---------- DOCUMENT PASSAGE ----------

Many people who find themselves suddenly without financial assistance to purchase health insurance -– especially healthy people –- are likely to give up their coverage altogether. That would lead to a so-called “death spiral”: if healthy people pull out of the insurance market in those states, insurers could no longer rely on their premiums to help pay the health care costs of the sick people in the risk pool. Premium prices would then go up, or, insurance companies might decide it’s impossible to do business in those conditions and could leave those states altogether. As premium prices go up, still more people will drop their coverage.
Again, this will not happen in California.
Insurance Sold State-by-State
“Each state has its own risk pool, so the fact that other risk pools in other states are going into death spirals, will not have any direct impact on California,” said Joel Ario, managing director at Manatt Health Solutions, a consulting firm, and former insurance commissioner in Pennsylvania and Oregon.
The insurance industry is regulated state-by-state, he explained. Even insurance companies that operate nationally, like Aetna, Cigna, and Anthem, must be licensed in each separate state.

----------

APPLY WHAT YOU READ:
A: In the passage on state health insurance markets, what former position did Joel Ario hold, and in which states?
B: How would you continue the passage on state-by-state health insurance from where it stops?

---------- EXERCISE DATA ----------

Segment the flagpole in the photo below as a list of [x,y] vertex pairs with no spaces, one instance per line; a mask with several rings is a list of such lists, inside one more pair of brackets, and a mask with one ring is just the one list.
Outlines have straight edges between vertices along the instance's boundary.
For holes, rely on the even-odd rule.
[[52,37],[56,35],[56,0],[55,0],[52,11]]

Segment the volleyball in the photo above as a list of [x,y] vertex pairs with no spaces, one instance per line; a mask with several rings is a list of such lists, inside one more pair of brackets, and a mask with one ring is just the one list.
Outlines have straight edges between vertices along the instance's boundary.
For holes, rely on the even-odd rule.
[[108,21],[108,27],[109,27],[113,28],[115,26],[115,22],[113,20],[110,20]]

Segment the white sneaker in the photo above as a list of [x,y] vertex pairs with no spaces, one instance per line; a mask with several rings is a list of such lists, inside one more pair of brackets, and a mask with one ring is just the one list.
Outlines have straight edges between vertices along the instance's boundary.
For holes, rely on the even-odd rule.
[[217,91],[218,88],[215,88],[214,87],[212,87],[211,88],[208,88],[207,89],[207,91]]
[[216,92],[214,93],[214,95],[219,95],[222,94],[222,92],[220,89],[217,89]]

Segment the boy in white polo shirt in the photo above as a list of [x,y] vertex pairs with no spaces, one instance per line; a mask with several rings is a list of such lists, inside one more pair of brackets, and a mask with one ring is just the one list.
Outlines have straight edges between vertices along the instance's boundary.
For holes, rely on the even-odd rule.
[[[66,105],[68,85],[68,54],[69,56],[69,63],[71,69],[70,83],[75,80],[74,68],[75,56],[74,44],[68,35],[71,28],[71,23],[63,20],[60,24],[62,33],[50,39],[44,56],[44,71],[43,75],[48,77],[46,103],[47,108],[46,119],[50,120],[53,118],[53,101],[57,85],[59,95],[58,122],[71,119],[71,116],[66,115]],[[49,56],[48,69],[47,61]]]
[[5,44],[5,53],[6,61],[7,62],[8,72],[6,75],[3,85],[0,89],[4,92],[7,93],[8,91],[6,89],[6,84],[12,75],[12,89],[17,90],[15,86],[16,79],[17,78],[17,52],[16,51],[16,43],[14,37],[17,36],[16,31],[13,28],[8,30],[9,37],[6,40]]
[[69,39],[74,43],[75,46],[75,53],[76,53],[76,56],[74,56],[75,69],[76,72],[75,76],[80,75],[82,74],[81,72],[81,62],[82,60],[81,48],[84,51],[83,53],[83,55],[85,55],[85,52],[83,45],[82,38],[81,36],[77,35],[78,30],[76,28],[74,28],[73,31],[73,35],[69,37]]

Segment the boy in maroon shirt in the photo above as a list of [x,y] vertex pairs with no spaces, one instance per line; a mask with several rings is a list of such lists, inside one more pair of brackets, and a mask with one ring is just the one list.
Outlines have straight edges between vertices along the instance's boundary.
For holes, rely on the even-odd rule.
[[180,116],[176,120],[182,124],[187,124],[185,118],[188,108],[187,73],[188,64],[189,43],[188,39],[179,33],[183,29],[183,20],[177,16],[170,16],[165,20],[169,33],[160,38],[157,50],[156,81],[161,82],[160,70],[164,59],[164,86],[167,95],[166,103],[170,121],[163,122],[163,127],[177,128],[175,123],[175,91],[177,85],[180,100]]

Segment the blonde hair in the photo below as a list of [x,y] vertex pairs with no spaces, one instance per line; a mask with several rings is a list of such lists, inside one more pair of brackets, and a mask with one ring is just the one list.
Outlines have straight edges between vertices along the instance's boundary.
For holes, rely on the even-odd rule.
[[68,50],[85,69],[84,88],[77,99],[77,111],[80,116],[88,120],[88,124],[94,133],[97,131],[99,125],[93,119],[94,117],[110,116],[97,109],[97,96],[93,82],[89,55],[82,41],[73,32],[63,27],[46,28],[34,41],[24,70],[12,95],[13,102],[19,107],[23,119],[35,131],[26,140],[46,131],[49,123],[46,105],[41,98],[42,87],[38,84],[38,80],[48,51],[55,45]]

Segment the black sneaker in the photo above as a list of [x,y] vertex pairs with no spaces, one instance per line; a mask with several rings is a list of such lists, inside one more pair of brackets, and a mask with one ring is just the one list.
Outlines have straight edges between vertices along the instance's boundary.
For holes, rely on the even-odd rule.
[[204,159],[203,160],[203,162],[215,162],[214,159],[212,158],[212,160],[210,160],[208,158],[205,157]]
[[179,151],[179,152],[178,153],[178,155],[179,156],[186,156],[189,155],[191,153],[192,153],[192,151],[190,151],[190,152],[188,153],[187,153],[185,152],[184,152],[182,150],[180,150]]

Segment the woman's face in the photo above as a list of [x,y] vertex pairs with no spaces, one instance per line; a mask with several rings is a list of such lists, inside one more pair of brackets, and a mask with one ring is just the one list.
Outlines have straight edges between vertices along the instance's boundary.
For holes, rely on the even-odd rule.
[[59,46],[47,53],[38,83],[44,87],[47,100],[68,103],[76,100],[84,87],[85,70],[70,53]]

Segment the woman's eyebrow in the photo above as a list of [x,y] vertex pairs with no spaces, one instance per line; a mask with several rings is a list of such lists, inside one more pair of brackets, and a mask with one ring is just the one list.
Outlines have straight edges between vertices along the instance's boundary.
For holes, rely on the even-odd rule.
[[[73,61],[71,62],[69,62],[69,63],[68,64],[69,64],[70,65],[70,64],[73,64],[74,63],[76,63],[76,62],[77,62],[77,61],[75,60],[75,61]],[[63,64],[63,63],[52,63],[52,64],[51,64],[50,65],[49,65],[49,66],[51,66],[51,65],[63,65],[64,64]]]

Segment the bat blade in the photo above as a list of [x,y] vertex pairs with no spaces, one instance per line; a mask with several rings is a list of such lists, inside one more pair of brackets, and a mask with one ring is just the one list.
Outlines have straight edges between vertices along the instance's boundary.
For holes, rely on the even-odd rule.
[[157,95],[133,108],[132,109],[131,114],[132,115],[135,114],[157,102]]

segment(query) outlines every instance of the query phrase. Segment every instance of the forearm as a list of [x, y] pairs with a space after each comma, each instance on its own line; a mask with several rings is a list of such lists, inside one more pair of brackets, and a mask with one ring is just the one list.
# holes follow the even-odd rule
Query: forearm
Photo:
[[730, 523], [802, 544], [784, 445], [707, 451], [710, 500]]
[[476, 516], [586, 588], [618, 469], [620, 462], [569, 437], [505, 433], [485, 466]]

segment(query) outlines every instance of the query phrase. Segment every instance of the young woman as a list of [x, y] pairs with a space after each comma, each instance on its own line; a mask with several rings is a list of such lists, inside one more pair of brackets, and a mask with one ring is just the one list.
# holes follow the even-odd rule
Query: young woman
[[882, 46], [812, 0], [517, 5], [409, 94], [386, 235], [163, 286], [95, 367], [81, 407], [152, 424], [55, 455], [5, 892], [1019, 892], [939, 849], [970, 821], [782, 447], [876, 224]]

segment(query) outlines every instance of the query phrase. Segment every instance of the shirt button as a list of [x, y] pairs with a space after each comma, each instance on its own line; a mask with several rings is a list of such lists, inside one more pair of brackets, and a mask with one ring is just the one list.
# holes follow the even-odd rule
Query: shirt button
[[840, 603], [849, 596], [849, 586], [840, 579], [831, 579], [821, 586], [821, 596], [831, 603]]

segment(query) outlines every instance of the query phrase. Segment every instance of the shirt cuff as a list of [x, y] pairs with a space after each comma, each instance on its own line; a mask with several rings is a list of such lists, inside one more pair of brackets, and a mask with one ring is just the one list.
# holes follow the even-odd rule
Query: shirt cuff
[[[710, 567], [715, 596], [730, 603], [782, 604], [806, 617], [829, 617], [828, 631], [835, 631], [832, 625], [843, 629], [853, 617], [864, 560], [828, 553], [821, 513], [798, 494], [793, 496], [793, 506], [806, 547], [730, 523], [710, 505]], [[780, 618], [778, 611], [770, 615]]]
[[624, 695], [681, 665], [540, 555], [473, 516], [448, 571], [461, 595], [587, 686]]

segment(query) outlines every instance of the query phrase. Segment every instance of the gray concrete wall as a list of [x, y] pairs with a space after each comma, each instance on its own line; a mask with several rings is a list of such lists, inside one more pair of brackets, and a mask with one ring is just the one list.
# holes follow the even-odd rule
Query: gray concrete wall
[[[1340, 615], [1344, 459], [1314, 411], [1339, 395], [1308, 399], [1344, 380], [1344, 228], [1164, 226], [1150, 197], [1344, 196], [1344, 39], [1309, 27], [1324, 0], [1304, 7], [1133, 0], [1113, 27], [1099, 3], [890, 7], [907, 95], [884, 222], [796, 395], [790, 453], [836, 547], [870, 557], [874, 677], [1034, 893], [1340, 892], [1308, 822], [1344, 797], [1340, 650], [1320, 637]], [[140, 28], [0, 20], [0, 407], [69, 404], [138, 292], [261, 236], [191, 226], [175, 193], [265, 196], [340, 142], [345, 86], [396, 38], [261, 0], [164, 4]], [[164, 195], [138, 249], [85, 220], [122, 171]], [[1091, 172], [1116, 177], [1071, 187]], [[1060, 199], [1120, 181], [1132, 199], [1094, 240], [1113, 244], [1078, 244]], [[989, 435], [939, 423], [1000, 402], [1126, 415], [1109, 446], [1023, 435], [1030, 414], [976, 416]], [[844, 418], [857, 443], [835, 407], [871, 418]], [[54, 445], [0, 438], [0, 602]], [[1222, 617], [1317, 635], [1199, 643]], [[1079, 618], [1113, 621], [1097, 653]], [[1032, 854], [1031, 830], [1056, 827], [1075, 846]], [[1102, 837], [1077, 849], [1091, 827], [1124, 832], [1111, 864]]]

----------

ANSWERS TO THE EXERCISES:
A: He was insurance commissioner in Pennsylvania and Oregon.

B:
Premium prices are also set on a state-by-state basis, and even by regions within the state. They are based on the local cost of health care and what insurers are able to negotiate with local hospitals and health care providers. (That’s why premiums are so much more expensive in the San Francisco Bay Area, where the hospital industry is quite consolidated, compared to Los Angeles, where there’s much more competition.)
But what happens outside the state -– how premiums are calculated in Florida, Texas, or other states that might lose their subsidies -– has no bearing here.
“The good news for people in California is insurance doesn’t cross state lines,” said Levitt.
Still, Joel Ario suggests that there could be some longer-term, indirect ramifications for the 12 states, and Washington, D.C., that run their own health exchanges.
“Anytime you have a major catastrophe, like a hurricane in Florida or the Burwell case, it does affect the strength of the insurance market overall,” he said. “The weaker an insurer is, the less likely they will be competitive.”
Down the road, he said, it is possible that large national insurers who pull out of the individual market in states that lost subsidies, might decide to pull out of the individual market in other states that run their own exchanges. Or, insurers who decided to “wait and see” how things went in the first two years of the Affordable Care Act, might decide not to enter the individual market in any state. That would reduce competition.
Larry Levitt said that even that won’t happen in California.
“California is such a big state. Not one insurer will walk away from this market based on what’s going on in different parts of the country,” he said. “They’re not going anywhere."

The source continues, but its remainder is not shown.